Kahlon said the ISO doesn’t see the benefit of dropping the minimum size below 10 MW, “as the minimum size requirement is intended to ensure participation from commercial-scale projects and not intended to procure less proven pilot-scale technologies.”

Hydro Redevelopments

The ISO also rejected participation by hydro redevelopments, saying it has received limited information about potential projects and noting that “historical redevelopment timelines are highly variable,” with some taking up to six years and others being completed in less than four years.

It also said there is “little evidence to justify” the 40-year contracts planned for the LLT procurement for hydro redevelopments and said such projects should seek 20-year contracts under the LT2 RFP scheduled for early 2026. (See IESO Officials Deny Favoring Gas Resources in Upcoming Procurement.)

Optional Termination

At an engagement session in October, the ISO said it would seek to reduce risks in the procurement by reserving the right to reject proposals that are too expensive and allowing the ISO and generation developers to cancel deals in the first few years. (See IESO Seeks to Manage Risks in Long Lead-time Procurement.)

########################################

(REQUESTS)
[1] Answer these questions using the ISO procurement text.
(a) Below what project size did the ISO decline to drop the minimum?
(b) What length of contract does the ISO say hydro redevelopments should seek under the LT2 RFP?
(c) At the October engagement session, what kind of proposals did the ISO say it would reserve the right to reject?
[2] Continue the ISO procurement text, starting right after its last sentence.
The entries that come next have nothing to do with the ISO procurement text.

########################################

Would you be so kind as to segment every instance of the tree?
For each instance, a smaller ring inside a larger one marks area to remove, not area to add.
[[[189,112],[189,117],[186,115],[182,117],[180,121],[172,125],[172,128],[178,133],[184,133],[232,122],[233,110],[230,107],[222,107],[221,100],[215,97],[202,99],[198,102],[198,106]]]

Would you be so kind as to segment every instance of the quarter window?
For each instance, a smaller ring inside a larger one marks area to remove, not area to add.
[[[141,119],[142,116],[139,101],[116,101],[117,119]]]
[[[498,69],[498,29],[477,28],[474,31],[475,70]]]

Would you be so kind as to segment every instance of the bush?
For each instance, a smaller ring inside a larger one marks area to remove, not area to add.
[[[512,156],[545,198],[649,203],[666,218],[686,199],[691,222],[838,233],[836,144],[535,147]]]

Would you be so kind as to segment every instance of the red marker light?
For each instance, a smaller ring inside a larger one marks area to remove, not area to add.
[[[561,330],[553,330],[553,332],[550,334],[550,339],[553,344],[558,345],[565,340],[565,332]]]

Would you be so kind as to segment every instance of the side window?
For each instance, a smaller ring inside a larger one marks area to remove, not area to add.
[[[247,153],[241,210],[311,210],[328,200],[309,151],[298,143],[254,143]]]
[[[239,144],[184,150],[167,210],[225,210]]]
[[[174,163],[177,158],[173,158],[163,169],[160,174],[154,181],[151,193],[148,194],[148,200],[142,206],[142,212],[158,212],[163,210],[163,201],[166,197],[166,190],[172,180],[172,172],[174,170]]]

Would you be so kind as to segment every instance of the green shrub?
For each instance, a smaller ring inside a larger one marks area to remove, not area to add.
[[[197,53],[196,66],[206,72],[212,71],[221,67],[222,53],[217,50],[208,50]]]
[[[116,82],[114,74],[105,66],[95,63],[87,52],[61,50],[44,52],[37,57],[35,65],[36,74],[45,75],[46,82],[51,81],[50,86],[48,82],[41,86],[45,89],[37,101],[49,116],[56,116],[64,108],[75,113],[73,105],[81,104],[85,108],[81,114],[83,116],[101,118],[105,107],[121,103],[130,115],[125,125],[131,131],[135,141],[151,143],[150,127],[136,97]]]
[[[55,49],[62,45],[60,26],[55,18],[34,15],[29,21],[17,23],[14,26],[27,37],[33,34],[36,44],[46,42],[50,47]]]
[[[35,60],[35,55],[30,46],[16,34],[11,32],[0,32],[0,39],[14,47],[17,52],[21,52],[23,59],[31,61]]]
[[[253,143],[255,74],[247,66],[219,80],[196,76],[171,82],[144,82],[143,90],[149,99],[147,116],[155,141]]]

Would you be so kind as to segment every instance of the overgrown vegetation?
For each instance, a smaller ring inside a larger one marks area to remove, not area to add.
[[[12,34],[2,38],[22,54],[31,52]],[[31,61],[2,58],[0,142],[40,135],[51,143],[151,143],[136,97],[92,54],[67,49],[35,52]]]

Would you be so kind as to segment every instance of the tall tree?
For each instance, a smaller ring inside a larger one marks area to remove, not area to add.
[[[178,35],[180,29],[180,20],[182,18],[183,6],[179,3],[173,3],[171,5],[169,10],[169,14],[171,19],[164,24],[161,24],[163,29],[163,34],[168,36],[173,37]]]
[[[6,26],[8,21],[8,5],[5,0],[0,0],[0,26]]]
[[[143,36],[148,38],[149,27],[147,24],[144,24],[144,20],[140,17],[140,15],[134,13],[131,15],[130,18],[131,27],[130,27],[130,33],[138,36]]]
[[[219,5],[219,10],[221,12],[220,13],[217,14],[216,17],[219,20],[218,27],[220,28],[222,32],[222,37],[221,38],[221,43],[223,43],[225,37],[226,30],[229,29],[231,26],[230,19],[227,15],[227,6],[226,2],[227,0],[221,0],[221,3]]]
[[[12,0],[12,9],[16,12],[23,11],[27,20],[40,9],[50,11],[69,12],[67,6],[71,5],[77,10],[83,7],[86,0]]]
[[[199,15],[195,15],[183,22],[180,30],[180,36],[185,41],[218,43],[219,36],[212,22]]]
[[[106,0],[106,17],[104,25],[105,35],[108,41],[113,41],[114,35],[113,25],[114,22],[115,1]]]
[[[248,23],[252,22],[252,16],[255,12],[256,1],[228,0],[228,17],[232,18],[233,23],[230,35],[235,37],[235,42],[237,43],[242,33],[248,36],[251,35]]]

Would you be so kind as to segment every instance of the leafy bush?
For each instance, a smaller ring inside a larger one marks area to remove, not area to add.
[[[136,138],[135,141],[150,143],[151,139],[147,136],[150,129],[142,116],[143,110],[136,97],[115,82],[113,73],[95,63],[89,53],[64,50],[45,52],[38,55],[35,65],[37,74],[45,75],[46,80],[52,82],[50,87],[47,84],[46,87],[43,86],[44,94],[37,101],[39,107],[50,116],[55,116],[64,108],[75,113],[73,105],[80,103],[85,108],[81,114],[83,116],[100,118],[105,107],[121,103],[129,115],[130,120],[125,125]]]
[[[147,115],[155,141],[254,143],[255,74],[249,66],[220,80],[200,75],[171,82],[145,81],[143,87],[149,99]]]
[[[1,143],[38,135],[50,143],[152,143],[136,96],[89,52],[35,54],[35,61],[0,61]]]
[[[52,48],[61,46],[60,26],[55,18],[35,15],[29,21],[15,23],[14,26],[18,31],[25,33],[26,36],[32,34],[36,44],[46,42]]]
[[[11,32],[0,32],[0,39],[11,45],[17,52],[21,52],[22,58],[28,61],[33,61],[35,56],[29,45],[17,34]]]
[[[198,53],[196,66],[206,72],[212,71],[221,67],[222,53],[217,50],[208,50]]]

########################################

(WRITTEN ANSWERS)
[1]
(a) 10 MW
(b) 20-year contracts
(c) Proposals that are too expensive

[2]
The ISO said the termination option could be exercised by IESO or the project developer in the first two or three years after the contract date.

Stakeholders said the termination option would increase developers’ risk and make financing more expensive, while reducing participation levels. They also said it could discourage participation by Indigenous communities that “typically invest in projects with a high likelihood of reaching commercial operation and generating long-term revenue.”

The ISO said it would specify the circumstances that could result in a termination — such as failure to meet key milestones or obtain permits — and the date on which the optional termination right would lapse. It also is considering the termination payment that would apply when IESO or the supplier terminates and whether suppliers that terminate projects would be eligible for future procurements.

Reserve Prices

IESO proposed to use reserve prices — a confidential price threshold — to ensure it doesn’t pay too much for energy or capacity in the solicitation. The ISO said the thresholds will be based in part on prices in the first window of the LT2 procurement and differences in the obligations of LT2 and LLT resources.

Many stakeholders opposed the proposal, saying prices from recent IESO procurements are not a good comparison due to the lifespans of the technologies procured.

The ISO said reserve prices will ensure the procurement is cost effective and broadens Ontario’s supply mix while addressing the uncertainty of developing LLT resources. “The potential benefits associated with long lead-time resources, along with the longer lifetimes, will be considered in the determination of a reserve price,” it said.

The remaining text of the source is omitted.